### PROBLEM REQUIREMENTS
Extract every line starting at the line that contains "Circle every pizza" and ending with the final line of the data, inclusive; give only those lines, word for word.

[INPUT DATA — start]

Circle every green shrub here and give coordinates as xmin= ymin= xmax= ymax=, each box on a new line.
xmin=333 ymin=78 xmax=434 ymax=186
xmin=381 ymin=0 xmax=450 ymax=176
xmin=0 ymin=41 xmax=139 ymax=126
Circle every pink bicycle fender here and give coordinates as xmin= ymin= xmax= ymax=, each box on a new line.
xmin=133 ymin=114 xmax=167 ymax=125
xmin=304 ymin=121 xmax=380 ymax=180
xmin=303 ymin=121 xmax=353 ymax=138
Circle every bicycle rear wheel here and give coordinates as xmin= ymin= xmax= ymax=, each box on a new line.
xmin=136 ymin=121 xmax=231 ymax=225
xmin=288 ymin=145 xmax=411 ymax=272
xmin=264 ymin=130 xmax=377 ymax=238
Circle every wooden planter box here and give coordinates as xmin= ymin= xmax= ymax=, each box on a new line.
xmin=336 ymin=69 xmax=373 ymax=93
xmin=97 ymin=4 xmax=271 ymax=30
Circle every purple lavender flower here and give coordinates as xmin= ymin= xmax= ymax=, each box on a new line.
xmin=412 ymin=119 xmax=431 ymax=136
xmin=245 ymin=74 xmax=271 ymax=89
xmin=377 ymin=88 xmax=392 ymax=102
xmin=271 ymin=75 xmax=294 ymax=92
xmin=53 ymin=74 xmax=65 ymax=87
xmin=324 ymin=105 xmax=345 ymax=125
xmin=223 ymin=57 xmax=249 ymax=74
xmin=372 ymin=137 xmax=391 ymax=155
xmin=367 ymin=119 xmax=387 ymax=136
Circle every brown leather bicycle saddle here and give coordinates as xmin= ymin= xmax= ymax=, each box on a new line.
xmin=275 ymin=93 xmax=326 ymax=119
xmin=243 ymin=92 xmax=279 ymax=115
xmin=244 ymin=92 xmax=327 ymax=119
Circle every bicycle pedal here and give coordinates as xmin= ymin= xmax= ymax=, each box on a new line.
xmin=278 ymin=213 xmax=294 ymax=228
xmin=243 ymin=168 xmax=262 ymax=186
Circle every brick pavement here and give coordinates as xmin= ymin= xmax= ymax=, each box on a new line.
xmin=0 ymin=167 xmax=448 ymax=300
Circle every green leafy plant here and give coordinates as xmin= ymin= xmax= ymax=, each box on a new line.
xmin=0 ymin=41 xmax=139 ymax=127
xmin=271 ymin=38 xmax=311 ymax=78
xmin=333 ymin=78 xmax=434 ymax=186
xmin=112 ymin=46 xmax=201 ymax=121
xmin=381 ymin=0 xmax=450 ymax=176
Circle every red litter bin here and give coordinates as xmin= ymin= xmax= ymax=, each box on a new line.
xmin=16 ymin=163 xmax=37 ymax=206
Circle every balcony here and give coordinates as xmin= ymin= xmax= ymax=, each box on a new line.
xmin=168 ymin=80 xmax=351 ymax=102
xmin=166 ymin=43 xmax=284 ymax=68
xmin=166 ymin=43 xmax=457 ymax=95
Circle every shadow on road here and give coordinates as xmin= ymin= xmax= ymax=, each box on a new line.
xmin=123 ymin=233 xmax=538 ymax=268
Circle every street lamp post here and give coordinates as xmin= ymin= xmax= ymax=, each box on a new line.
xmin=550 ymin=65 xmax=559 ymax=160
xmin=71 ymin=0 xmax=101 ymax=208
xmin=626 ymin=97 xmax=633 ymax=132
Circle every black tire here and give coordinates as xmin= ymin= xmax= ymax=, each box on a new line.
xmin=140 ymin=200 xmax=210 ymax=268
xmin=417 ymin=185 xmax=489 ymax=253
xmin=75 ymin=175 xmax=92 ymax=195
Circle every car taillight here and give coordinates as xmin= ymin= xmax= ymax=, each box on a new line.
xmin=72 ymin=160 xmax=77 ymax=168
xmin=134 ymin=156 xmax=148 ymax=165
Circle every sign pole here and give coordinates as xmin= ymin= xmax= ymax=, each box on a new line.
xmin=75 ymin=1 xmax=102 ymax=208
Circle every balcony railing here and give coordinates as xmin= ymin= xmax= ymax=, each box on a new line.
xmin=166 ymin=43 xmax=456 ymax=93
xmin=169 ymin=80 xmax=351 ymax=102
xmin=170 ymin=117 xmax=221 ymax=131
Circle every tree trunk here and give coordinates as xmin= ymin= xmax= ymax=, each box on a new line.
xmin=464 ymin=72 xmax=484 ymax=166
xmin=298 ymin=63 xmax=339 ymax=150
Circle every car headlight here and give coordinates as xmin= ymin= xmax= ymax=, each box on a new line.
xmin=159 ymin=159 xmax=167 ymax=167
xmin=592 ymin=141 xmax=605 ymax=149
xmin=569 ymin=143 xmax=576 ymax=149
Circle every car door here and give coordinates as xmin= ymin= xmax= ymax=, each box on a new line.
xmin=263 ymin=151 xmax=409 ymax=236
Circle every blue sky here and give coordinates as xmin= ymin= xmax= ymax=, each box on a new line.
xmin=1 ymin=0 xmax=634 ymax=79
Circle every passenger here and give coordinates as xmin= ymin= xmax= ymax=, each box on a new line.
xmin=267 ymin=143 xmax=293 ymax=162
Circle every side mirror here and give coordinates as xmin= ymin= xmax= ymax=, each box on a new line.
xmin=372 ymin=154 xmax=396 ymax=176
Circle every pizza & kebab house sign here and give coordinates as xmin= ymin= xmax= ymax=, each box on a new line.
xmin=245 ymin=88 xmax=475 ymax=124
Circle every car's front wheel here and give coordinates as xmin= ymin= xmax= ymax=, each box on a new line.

[INPUT DATA — finish]

### RESULT BELOW
Circle every pizza & kebab house sign here and give coordinates as xmin= ymin= xmax= ymax=, each box on a new line.
xmin=245 ymin=88 xmax=475 ymax=124
Circle every car's front wheel here and give coordinates as xmin= ymin= xmax= ymax=, each box on a new line.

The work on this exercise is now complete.